# GIVEN TEXT:

===

The heat wave that started in March has not yet, two months later, given way to the first rainfall of the new farming season, except in a few isolated parts of Burkina Faso. Abel Raogo, a 60-year-old farmer in the village of Ipelcé, some 50 kilometres from the capital, has already finished sowing his fields. Now he waits for the rain.
“The good, generous years — when farming could begin in April thanks to early, plentiful and lasting rains — are long behind us,” he remarks, sitting in his field in the shade of a shea tree. “Forty years ago, we weren’t tormented by constant anxiety and uncertainty, worried about poor harvests, like we are today.”
Hamadou Tamboura farms and raises livestock near Sapouy, in a neighbouring province. He moved there five years ago from the arid Sahel region in Burkina’s north. “I decided to move to Sapouy to escape the hard conditions of the Sahel’s hostile environment and seriously degraded land,” he explained to Africa Renewal. But now his land in Sapouy has become exhausted and no longer produces enough.

===

# GIVEN EXERCISE A:
Please reproduce the records from the line with "formatted like (206,58)" through the end of the records, keeping the request lines as they are, but multiply every coordinate in the answers by 1.15 and round to whole numbers, with halves rounded up.

[Items stored from a collection]
===

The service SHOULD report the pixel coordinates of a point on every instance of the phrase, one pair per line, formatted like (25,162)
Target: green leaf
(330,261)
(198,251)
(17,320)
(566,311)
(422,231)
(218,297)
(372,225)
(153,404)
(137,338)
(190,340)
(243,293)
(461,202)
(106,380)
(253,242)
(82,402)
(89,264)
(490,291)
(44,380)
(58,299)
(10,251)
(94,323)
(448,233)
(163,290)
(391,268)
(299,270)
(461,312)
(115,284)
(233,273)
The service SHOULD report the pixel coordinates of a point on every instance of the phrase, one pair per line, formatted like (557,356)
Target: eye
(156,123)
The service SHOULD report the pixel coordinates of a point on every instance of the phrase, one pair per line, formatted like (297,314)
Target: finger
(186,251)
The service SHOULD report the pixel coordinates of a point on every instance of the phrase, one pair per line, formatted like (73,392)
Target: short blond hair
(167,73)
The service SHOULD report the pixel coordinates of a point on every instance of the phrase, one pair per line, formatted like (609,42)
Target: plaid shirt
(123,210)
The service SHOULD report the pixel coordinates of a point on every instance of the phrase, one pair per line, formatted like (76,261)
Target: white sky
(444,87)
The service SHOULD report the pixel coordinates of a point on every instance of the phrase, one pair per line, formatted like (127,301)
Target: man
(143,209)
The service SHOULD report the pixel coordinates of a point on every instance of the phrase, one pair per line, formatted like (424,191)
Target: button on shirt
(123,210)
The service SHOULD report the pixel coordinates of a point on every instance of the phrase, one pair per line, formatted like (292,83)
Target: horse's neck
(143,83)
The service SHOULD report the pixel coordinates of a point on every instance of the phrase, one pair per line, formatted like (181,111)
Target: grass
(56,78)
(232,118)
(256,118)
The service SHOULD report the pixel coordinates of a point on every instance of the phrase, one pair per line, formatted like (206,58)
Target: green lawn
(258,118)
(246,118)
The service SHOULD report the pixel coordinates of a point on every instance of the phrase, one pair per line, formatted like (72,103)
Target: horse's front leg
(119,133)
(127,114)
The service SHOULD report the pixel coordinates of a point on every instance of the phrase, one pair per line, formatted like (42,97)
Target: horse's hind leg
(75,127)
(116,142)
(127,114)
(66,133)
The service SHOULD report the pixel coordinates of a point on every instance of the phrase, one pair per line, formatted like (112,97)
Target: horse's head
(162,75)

===

# GIVEN EXERCISE B:
Carry on the text about Burkina Faso farmers waiting for rain, starting right after its last sentence.

# EXERCISE OUTPUT A:
The service SHOULD report the pixel coordinates of a point on every instance of the phrase, one pair per line, formatted like (206,58)
Target: green lawn
(297,136)
(283,136)
The service SHOULD report the pixel coordinates of a point on every instance of the phrase, one pair per line, formatted like (72,103)
Target: horse's front leg
(137,153)
(146,131)
The service SHOULD report the pixel coordinates of a point on every instance of the phrase, one pair per line, formatted like (42,97)
Target: horse's hind leg
(86,146)
(133,163)
(146,131)
(76,153)
The service SHOULD report the pixel coordinates of a point on every instance of the phrase, one pair per line, formatted like (112,97)
Target: horse's head
(186,86)

# EXERCISE OUTPUT B:
Raogo and Tamboura toil in different areas. Each faces his own particular situation. But they are both aware that the conditions they confront are no longer what they once were. The two farmers have seen the reality of the changing weather, although they are not sure of the reasons. They do not ask for explanations of “climate change.” That concept features mainly in national and international intellectual debates. They do understand the immediate dangers represented by degrading soils, drying rivers and other changes in their environment — and they want urgent, concrete solutions to those problems.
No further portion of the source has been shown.